Extrait à lire:
- - -

Cette réflexion met en lumière le manque non seulement d’informations sur la continuité des études supérieures suite à une hospitalisation pour une maladie rare, mais également d’une aide humaine pour assurer cette transition de l’hôpital à la scolarité pour les étudiants malades. Par ailleurs, en termes de transitions scolaires, il a déjà été montré précédemment que les jeunes interrogés souhaiteraient un lien entre le lycée et l’enseignement supérieur. La transition postbac est, comme nous l’avons vue3, non accompagnée, la plupart du temps. Un suivi serait alors requis selon les répondants. La nécessité de lien n’est pas uniquement présente aux interstices des trois domaines suscités, elle se situe aussi intra-institutionnellement. Le souhait d’un renforcement de lien entre les différents types d’établissements scolaires est largement rapporté par les répondants. Ce besoin de lien est perçu aussi dans le monde médical ;
« Si peut-être il y avait une personne référente qui s’occupait de contacter un spécialiste, de contacter un autre spécialiste d’autre chose, un orthopédiste, pour pouvoir mettre en relation les différents médecins, ce serait peut-être plus simple », propose Claire, étudiante de 22 ans, atteinte d’une maladie rare chronique.
Faciliter le suivi médical passerait par le renforcement des liens entre les médecins des différentes spécialités que peut rencontrer le jeune malade ;
C’est ce qu’explique Diane, lycéenne, atteinte d’une maladie rare chronique : « À l’hôpital, je vais voir des spécialistes, donc ça va être un spécialiste pour le dos, un spécialiste neurologue, tout ça, mais il n’y a pas de personne qui fait le tout. Enfin… qui s’occupe de… qui fait un peu le bilan. Il n’y a pas de référent en fait. Et ça, c’est vraiment problématique parce que du coup, on prend les choses une par une. »
L’absence d’une coordination générale entre les services/les professionnels de santé complexifie le parcours médical du patient qui devient chronophage.
Selon la mère de Mathieu, il y a un manque de mise en relation des acteurs participant de près ou de loin à l’accompagnement de son fils et de « tout son univers ».
Utilisation de la théorie des graphes pour illustrer les mises en relation par l’action médiatrice
L’enjeu de la recherche-intervention menée était d’observer les actions réalisées par une médiatrice en santé dont le rôle est de médier l’information et de faciliter la communication afin de favoriser la compréhension et les échanges entre les trois milieux encadrant le jeune adulte porteur d’une maladie rare. Des freins potentiels émergent ; l’ajout d’un professionnel extérieur à l’institution peut sembler contre-productif dès lors qu’il ne connaît pas suffisamment l’établissement et ses acteurs. Par ailleurs, la fragilité du sentiment de légitimité du personnel institutionnel peut porter préjudice à leurs interactions avec un intervenant extérieur.

- - -

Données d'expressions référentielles
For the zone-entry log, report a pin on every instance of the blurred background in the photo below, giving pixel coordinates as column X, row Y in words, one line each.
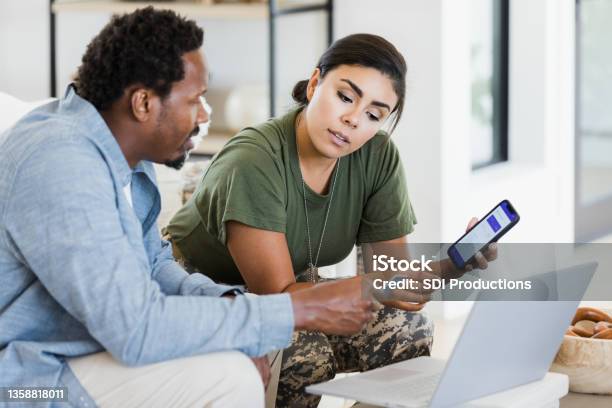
column 506, row 98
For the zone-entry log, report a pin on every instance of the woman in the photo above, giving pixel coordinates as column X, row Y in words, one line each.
column 298, row 192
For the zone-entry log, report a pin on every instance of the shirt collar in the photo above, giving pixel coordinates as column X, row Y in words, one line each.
column 87, row 115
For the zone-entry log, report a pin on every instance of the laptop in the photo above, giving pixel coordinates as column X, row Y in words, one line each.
column 503, row 344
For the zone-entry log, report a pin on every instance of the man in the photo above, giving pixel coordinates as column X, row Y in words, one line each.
column 91, row 299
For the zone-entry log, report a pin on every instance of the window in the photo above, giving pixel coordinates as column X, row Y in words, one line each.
column 489, row 82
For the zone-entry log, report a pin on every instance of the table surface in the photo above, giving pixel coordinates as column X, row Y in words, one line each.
column 571, row 400
column 574, row 400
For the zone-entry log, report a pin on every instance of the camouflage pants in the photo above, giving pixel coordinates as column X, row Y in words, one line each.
column 394, row 335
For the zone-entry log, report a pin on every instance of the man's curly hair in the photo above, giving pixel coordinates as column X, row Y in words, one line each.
column 144, row 47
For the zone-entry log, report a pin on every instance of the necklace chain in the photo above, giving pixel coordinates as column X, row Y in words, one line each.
column 312, row 273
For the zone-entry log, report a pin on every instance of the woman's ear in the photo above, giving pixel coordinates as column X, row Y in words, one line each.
column 312, row 83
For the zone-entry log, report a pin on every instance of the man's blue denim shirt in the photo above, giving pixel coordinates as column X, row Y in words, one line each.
column 81, row 271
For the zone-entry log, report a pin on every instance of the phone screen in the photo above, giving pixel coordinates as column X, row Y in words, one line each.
column 487, row 230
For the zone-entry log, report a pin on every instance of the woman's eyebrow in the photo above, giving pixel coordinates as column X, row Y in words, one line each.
column 359, row 92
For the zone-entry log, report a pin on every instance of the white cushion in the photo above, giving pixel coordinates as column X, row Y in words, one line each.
column 12, row 109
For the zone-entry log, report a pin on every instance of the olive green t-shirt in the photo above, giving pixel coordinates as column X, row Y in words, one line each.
column 256, row 180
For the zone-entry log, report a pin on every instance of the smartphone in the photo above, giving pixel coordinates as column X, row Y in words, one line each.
column 489, row 229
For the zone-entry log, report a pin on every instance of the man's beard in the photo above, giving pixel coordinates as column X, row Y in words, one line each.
column 177, row 164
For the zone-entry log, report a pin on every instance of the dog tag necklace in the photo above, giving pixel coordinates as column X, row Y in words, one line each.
column 312, row 274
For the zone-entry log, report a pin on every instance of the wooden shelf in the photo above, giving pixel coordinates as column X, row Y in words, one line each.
column 220, row 11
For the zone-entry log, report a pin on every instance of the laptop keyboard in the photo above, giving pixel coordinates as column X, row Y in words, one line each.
column 418, row 389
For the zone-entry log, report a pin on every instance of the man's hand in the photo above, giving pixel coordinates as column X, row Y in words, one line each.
column 263, row 366
column 338, row 307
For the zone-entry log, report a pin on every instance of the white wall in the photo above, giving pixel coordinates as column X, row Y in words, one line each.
column 24, row 48
column 237, row 49
column 433, row 136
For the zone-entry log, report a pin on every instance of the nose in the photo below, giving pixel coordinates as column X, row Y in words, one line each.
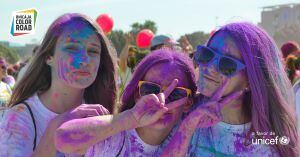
column 81, row 59
column 84, row 58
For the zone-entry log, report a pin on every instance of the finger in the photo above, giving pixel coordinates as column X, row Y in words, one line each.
column 161, row 97
column 100, row 109
column 218, row 94
column 150, row 99
column 159, row 113
column 230, row 98
column 106, row 112
column 88, row 113
column 170, row 88
column 176, row 103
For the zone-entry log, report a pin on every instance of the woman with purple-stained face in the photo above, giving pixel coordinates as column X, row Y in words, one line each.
column 261, row 121
column 161, row 90
column 72, row 75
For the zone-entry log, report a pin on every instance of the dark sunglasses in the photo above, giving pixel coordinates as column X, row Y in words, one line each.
column 146, row 88
column 226, row 65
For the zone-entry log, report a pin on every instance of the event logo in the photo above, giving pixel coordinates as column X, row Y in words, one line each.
column 284, row 140
column 23, row 22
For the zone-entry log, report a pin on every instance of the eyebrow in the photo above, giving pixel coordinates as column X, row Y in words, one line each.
column 71, row 40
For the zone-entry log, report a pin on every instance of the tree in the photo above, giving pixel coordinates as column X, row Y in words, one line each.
column 287, row 33
column 9, row 54
column 196, row 38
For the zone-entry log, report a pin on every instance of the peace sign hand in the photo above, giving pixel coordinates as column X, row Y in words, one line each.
column 151, row 108
column 209, row 113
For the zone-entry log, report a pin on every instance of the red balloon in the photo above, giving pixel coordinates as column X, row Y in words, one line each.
column 144, row 37
column 106, row 22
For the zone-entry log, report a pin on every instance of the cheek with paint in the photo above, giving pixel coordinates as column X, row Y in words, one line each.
column 63, row 70
column 200, row 83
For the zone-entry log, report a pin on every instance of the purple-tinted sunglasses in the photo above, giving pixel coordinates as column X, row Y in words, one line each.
column 226, row 65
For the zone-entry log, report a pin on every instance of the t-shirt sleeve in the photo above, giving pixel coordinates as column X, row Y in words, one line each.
column 109, row 147
column 16, row 133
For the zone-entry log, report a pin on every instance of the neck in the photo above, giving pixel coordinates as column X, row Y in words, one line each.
column 153, row 136
column 60, row 98
column 233, row 113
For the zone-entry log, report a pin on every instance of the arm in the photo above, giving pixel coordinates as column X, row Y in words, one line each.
column 79, row 134
column 16, row 135
column 46, row 147
column 206, row 115
column 178, row 145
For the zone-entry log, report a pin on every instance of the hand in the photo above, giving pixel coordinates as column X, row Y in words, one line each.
column 128, row 37
column 151, row 107
column 209, row 113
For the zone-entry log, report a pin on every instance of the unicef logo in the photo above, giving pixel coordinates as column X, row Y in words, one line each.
column 284, row 140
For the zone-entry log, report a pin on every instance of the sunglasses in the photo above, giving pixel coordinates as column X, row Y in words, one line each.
column 226, row 65
column 3, row 67
column 146, row 88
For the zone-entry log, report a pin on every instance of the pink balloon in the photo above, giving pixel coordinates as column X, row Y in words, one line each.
column 212, row 32
column 144, row 37
column 106, row 22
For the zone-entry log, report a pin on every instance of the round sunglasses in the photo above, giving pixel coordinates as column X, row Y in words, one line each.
column 146, row 88
column 226, row 65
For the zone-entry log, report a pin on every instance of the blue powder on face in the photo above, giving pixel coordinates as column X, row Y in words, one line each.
column 81, row 31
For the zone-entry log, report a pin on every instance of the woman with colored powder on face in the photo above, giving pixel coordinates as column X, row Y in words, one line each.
column 144, row 121
column 161, row 89
column 247, row 58
column 73, row 65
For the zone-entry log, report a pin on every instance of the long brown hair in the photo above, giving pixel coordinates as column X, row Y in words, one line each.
column 38, row 75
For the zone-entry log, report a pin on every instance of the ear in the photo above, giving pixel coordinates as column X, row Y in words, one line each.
column 136, row 94
column 188, row 105
column 50, row 60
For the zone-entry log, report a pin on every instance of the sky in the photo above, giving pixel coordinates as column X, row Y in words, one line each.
column 173, row 17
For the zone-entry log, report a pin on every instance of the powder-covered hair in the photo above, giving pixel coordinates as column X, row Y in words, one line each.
column 271, row 100
column 37, row 77
column 181, row 60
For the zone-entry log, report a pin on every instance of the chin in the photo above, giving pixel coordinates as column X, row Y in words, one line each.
column 80, row 84
column 167, row 121
column 207, row 91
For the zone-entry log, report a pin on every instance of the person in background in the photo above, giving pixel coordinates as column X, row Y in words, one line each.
column 164, row 41
column 186, row 46
column 5, row 90
column 24, row 66
column 71, row 76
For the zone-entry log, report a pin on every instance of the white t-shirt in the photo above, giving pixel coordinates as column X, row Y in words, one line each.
column 227, row 140
column 127, row 144
column 17, row 130
column 5, row 93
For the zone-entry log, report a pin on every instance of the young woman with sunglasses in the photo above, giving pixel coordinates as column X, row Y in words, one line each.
column 73, row 65
column 245, row 57
column 161, row 89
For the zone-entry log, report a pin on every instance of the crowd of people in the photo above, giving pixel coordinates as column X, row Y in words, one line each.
column 75, row 97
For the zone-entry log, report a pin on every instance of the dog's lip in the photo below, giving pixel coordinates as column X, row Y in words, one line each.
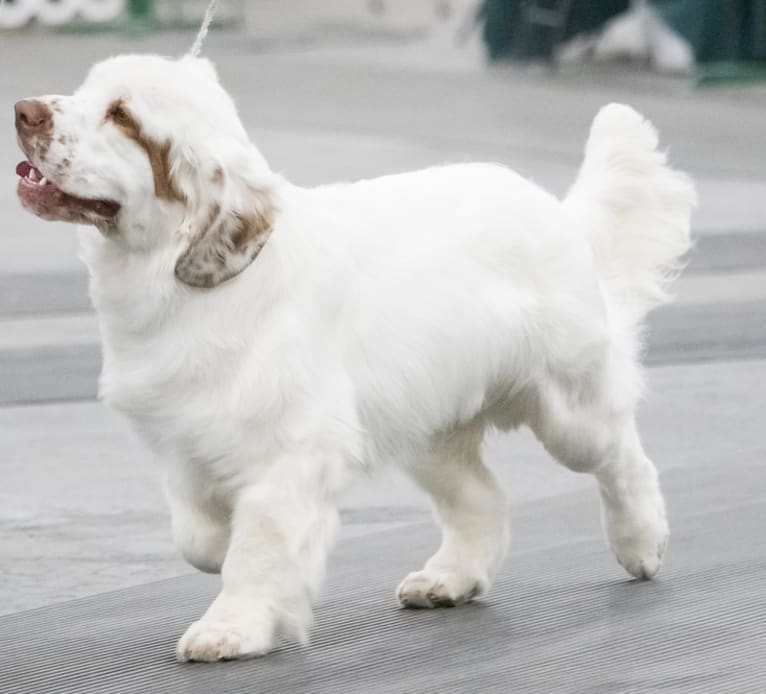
column 37, row 190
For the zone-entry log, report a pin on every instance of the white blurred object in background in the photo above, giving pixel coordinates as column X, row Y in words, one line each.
column 101, row 10
column 638, row 34
column 18, row 13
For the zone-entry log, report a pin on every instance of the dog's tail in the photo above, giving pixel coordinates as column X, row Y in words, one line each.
column 634, row 209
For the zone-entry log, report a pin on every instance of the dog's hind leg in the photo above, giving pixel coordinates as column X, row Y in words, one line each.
column 590, row 428
column 473, row 517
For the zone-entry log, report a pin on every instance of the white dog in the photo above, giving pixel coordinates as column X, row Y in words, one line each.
column 268, row 341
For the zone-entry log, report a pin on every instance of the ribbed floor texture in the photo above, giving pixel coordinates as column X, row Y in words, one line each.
column 561, row 617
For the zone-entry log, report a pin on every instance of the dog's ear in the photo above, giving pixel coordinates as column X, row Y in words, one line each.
column 223, row 242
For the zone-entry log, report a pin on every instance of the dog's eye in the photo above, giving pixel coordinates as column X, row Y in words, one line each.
column 118, row 114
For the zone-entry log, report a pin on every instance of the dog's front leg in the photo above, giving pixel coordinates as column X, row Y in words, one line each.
column 274, row 563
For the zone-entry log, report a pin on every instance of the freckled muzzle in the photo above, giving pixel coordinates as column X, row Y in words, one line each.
column 39, row 194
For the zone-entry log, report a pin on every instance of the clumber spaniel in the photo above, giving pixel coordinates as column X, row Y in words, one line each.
column 268, row 341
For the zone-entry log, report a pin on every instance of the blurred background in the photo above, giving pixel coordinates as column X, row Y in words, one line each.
column 344, row 89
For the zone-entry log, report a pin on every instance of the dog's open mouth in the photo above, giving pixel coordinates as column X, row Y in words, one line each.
column 45, row 199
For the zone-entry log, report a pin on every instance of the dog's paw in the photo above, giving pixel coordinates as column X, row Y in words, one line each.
column 640, row 548
column 641, row 556
column 437, row 589
column 209, row 641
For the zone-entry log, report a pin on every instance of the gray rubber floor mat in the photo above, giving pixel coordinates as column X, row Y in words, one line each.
column 561, row 617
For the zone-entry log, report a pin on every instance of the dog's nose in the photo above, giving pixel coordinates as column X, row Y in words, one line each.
column 32, row 117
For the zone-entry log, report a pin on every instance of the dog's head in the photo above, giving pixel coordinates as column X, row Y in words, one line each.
column 152, row 152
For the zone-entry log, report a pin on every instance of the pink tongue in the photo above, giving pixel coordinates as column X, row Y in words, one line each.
column 24, row 168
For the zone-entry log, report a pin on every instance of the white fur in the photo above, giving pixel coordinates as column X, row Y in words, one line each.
column 388, row 321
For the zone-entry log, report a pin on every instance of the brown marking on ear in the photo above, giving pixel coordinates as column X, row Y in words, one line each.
column 157, row 152
column 225, row 244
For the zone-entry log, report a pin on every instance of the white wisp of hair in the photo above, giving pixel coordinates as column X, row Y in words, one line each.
column 207, row 20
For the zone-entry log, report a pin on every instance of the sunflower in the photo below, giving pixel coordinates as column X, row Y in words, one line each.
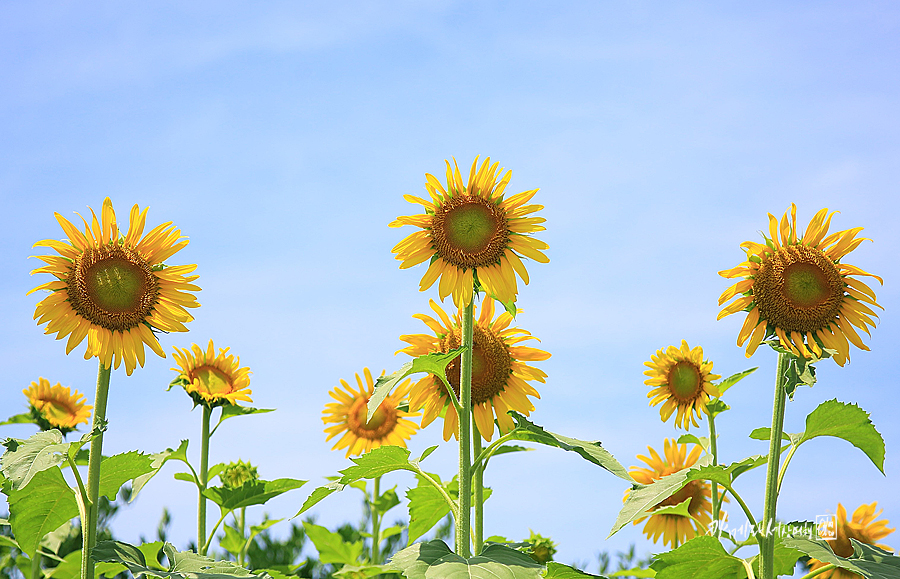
column 210, row 379
column 675, row 529
column 684, row 380
column 499, row 373
column 114, row 290
column 795, row 288
column 388, row 426
column 471, row 235
column 56, row 406
column 863, row 527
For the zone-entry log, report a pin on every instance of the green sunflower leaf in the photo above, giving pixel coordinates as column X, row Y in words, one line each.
column 331, row 546
column 43, row 507
column 644, row 497
column 433, row 363
column 867, row 560
column 435, row 560
column 700, row 558
column 590, row 451
column 559, row 571
column 849, row 422
column 727, row 383
column 250, row 493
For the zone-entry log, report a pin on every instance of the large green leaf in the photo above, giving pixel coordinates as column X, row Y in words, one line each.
column 433, row 363
column 44, row 506
column 118, row 469
column 591, row 451
column 847, row 421
column 700, row 558
column 867, row 560
column 645, row 497
column 435, row 560
column 331, row 546
column 156, row 462
column 251, row 493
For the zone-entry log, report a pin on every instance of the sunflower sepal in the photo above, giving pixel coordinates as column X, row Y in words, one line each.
column 434, row 363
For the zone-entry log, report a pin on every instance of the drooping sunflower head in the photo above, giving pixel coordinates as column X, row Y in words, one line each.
column 56, row 406
column 212, row 379
column 389, row 425
column 863, row 527
column 471, row 235
column 795, row 288
column 114, row 289
column 675, row 529
column 682, row 380
column 500, row 375
column 235, row 474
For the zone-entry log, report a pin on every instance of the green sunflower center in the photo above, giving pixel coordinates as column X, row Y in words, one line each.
column 491, row 363
column 469, row 232
column 685, row 381
column 113, row 287
column 798, row 289
column 213, row 380
column 382, row 423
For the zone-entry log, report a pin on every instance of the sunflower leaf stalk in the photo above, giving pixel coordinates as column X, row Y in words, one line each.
column 766, row 537
column 89, row 532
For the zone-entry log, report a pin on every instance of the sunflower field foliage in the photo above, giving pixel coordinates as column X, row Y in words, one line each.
column 475, row 371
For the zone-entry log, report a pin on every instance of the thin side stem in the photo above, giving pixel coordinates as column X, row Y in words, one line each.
column 376, row 521
column 202, row 543
column 89, row 528
column 767, row 539
column 464, row 421
column 717, row 503
column 478, row 483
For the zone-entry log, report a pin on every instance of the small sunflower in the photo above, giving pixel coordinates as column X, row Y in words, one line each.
column 795, row 288
column 863, row 527
column 210, row 379
column 684, row 380
column 499, row 373
column 56, row 406
column 114, row 290
column 471, row 235
column 389, row 425
column 675, row 529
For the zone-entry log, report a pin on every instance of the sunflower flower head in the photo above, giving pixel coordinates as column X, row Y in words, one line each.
column 795, row 288
column 500, row 374
column 471, row 235
column 211, row 379
column 114, row 289
column 56, row 406
column 864, row 527
column 682, row 381
column 236, row 474
column 675, row 529
column 389, row 425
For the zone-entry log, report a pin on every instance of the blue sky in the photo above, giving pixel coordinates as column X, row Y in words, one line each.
column 281, row 138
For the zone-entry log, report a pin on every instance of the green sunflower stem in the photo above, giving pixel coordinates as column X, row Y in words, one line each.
column 478, row 484
column 89, row 527
column 376, row 521
column 202, row 543
column 717, row 503
column 464, row 422
column 767, row 538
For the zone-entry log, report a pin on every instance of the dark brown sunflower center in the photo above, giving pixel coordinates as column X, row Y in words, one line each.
column 469, row 232
column 213, row 380
column 113, row 287
column 382, row 423
column 798, row 289
column 693, row 490
column 685, row 381
column 491, row 363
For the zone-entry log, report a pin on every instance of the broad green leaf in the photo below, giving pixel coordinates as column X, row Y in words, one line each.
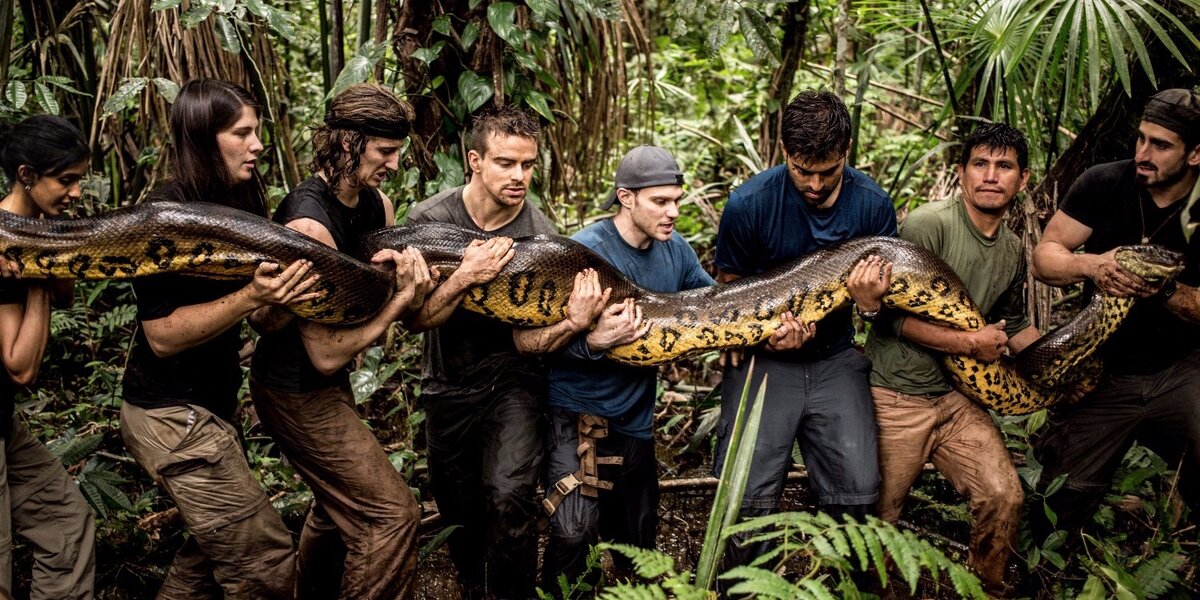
column 46, row 97
column 228, row 34
column 16, row 94
column 430, row 54
column 475, row 90
column 257, row 7
column 607, row 10
column 469, row 34
column 1158, row 575
column 279, row 19
column 363, row 383
column 544, row 11
column 131, row 88
column 357, row 70
column 1093, row 589
column 501, row 17
column 442, row 25
column 167, row 88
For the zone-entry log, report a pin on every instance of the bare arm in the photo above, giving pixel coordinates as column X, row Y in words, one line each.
column 192, row 325
column 481, row 262
column 985, row 345
column 792, row 333
column 1024, row 339
column 24, row 330
column 330, row 348
column 585, row 305
column 1056, row 263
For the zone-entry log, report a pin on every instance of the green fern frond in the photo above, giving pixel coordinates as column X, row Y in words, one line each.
column 859, row 545
column 647, row 563
column 815, row 589
column 899, row 550
column 70, row 449
column 760, row 583
column 634, row 592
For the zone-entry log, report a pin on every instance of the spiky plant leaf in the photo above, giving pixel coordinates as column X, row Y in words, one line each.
column 760, row 583
column 1158, row 575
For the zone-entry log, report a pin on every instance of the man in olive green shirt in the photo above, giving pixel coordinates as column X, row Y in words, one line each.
column 919, row 415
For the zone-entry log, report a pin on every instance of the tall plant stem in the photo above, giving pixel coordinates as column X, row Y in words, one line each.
column 941, row 58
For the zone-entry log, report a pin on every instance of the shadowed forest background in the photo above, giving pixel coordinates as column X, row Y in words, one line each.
column 706, row 79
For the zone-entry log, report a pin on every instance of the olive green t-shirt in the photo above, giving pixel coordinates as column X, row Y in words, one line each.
column 994, row 273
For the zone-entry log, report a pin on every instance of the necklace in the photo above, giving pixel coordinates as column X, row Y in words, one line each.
column 1141, row 211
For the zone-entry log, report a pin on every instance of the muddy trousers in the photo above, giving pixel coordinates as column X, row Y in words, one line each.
column 627, row 514
column 964, row 443
column 40, row 502
column 485, row 460
column 239, row 546
column 355, row 486
column 826, row 407
column 1085, row 442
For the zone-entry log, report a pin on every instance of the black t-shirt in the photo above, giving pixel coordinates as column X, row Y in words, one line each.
column 207, row 375
column 280, row 360
column 1109, row 201
column 11, row 292
column 471, row 352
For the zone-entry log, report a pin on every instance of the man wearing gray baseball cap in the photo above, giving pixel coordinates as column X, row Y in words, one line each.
column 611, row 491
column 1152, row 361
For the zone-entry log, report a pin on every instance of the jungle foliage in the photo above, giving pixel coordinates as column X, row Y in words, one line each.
column 706, row 79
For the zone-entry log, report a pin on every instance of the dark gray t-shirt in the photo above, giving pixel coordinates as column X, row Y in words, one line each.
column 471, row 352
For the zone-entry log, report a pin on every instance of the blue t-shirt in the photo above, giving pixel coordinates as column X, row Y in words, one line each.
column 588, row 383
column 767, row 223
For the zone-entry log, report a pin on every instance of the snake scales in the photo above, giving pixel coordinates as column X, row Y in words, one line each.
column 533, row 288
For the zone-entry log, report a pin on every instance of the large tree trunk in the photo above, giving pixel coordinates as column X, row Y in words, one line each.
column 796, row 24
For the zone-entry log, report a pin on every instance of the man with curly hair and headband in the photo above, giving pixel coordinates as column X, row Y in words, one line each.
column 360, row 537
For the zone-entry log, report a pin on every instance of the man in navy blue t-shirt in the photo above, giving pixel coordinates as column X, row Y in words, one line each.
column 817, row 391
column 606, row 405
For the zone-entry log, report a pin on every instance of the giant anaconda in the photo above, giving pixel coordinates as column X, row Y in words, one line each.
column 534, row 287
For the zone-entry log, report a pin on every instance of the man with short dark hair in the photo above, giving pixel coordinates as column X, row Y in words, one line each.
column 603, row 473
column 921, row 417
column 817, row 391
column 1151, row 366
column 484, row 400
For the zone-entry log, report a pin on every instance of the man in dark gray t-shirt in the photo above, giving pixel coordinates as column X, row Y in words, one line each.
column 484, row 400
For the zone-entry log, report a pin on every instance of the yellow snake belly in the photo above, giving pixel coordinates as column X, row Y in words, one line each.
column 534, row 287
column 202, row 239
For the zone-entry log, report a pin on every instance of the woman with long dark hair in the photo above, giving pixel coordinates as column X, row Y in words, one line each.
column 45, row 159
column 183, row 381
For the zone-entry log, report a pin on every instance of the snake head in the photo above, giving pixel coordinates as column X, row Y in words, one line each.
column 1153, row 263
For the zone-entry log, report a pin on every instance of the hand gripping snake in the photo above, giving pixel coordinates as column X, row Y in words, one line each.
column 534, row 287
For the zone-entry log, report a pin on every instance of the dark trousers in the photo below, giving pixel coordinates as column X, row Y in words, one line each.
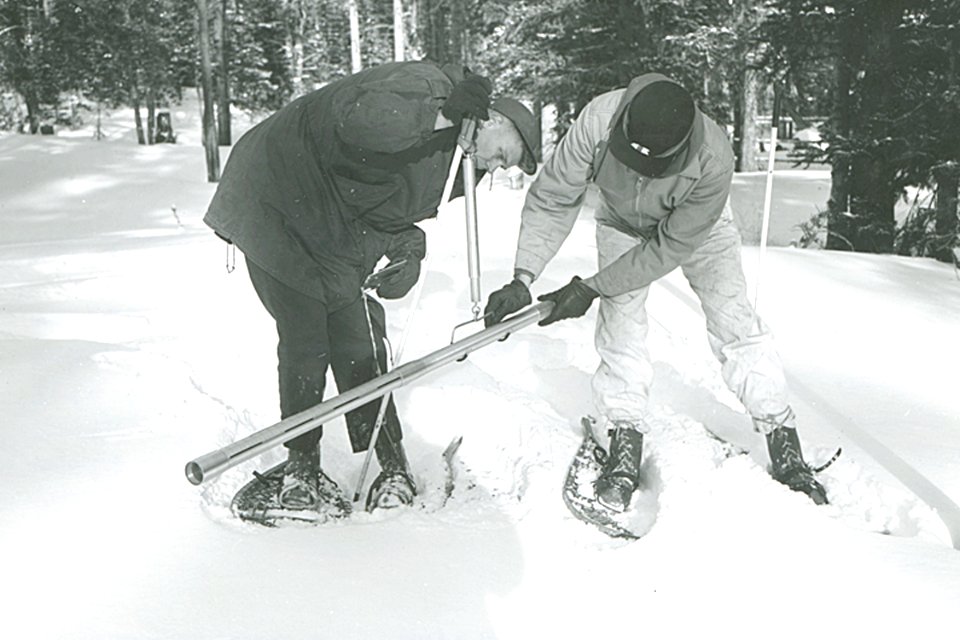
column 313, row 338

- - -

Consignes:
[1] Les affirmations (a), (b) et (c) concordent-elles avec l'extrait sur les jeunes atteints d'une maladie rare ? Répondez à chacune par oui ou non, en citant les mots de l'extrait qui tranchent.
(a) Claire est une étudiante de 22 ans.
(b) Diane poursuit des études supérieures.
(c) La transition postbac est, la plupart du temps, accompagnée.
[2] Que répond l'extrait sur les jeunes atteints d'une maladie rare aux questions suivantes ?
(a) Quel spécialiste Claire nomme-t-elle en exemple ?
(b) Qu'est-ce qui complexifie le parcours médical du patient ?
(c) Quel est le rôle de la médiatrice en santé observée ?
[3] Prolongez l'extrait sur les jeunes atteints d'une maladie rare à partir de sa dernière phrase.
Ces données ne sont pas nécessaires ici.

Corrigé:
[1]
(a) Oui : « Claire, étudiante de 22 ans »
(b) Non : « Diane, lycéenne »
(c) Non : « non accompagnée, la plupart du temps »

[2]
(a) Un orthopédiste.
(b) L'absence d'une coordination générale entre les services/les professionnels de santé.
(c) Médier l'information et faciliter la communication afin de favoriser la compréhension et les échanges entre les trois milieux encadrant le jeune adulte porteur d'une maladie rare.

[3]
Au tout début de mon enquête, lorsque j’ai évoqué l’idée de ces interventions médiatrices avec des professionnels de l’accompagnement, une référente d’un service universitaire dédié au handicap a déclaré : « Je préférerais qu’on me donne les moyens de faire mon travail, plutôt qu’on m’en prenne une partie… »
L’attitude a priori défiante d’un acteur institutionnel peut potentiellement engendrer un accompagnement contre-productif dès lors qu’on ne respecte pas le périmètre d’action de chacun. La coopération se doit d’être construite et légitimée par une innovation, au risque sinon de se confronter aux identités individuelles professionnelles4.
Afin d’étudier l’organisation des professionnels, l’impact des interventions médiatrices sur cette organisation, ainsi que les relations entre les acteurs gravitant autour du jeune adulte malade, j’ai opté pour une version sociologique de la théorie des graphes à partir des structures en réseaux5.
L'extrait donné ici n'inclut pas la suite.